TEXTO PROPORCIONADO:
▬▬▬

Manuel Rodrigo pasea por Santander.

Aquel chaval, finalmente, se instaló en la Plaza de Cañadío, entró al Cuerpo de Carabineros de Costas y Fronteras y formó una familia. Su vida, sin embargo, se acabó antes de lo esperado, y el padre de Manuel tuvo que rebañar las oportunidades del camino desde que se quedó huérfano a los nueve años.

En Santander lo ‘recogió’ un tornero, que le enseñó el oficio a base de castigos. Se hartó, como su padre en el seminario, y se largó a un taller de Madrid al mismo tiempo —y aquí empieza la historia— que actuaba en el Teatro Eslava sustituyendo a los actores que enfermaban. Manuel, ahora, recuerda la última estrofa de una coplilla que su padre le dedicó a Madrid:

No me digas que eres hoy

más graciosa y más salada

que cuando yo iba corriendo

a la última al Eslava.

Su padre se fue a Cuba en 1900, volvió a Santander 27 años después para crear su estirpe y reveló sus pulsiones artísticas. “Mi padre”, dice Manuel, “era muy flamenco”. Los vecinos se paraban en la escalera de su casa para escuchar cantar a una familia espoleada por un hombre que bailaba chotis en una ciudad donde nadie sabía bailar chotis y que cantaba al amanecer, como los pajarillos.

Luego, en el taller de madera que el pater familias había montado en la calle Cisneros, su hijo menor fue afinando el tacto de unos dedos que pronto perfeccionaron la técnica como tornero, ebanista, carpintero y tallista en el local. Fuera de él, el flamenco le arrebataba el corazón. Pero su inicio como artesano es más nítido aún: los palillos que elaboró para María del Carmen Luzuriaga. Ella había visto que Manuel usaba sus propios instrumentos al bailar y le pidió unos palillos de acacia, “una madera pobre pero muy musical”, con los que la santanderina bailó bajo el escrutinio de su tío, que acompañaba con el piano a Mariemmma, una de las grandes bailarinas del siglo XX.

Al terminar el número, Enrique Luzuriaga le preguntó a su sobrina por los palillos y le pidió a aquel chico de 16 o 18 años “una exclusiva”. Pero Manuel Rodrigo no podía otorgar una exclusiva de algo que no sabía si hacía bien o mal. Al menos, aquellas piezas le sirvieron como prototipo para vender los primeros pares a las amigas de la bailarina y para que la voz de que un joven cántabro se las ingeniaba para hacer instrumentos afinadísimos llegara a Madrid, “y joé”, sus palillos —el par de machos en la mano izquierda, las hembras en la izquierda— comenzaron a restañar en las compañías de Pilar López, Mariemma o Luisillo.

Manuel comenzaba el oficio.

Aquella receta innovadora a base de papel prensado y fibra de vidrio o tela prensada con resinas no estaba escrita. Pero las ocurrencias, la curiosidad, su intuición, la experimentación y su devoción por el flamenco confluyeron en unas elaboraciones que esquivaban la humedad de las maderas blandas y la difícil afinación de las duras.

Más tarde llegó su suerte: un día, en el servicio eléctrico de Nueva Montaña Quijano, la acería que sigue operando a las afueras de Santander, vio una placa para aislar cuadros eléctricos. Indagó, y supo que lo fabricaban en Valencia. Entonces se dijo que tenía que hacerse con una de ellas. Lo dice tantos años después con la sorpresa en una expresión que casi se le resbala de los labios: “Las cosas pasan de una forma…”.

▬▬▬

DATOS FACILITADOS:
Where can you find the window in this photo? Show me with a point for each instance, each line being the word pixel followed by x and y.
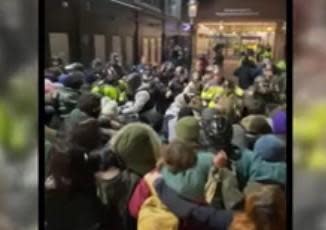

▬▬▬

TAREA PLANTEADA:
Enumera los oficios en los que, según el texto proporcionado, el hijo menor perfeccionó su técnica en el taller de madera de la calle Cisneros.

RESPUESTA CORRECTA:
Tornero, ebanista, carpintero y tallista.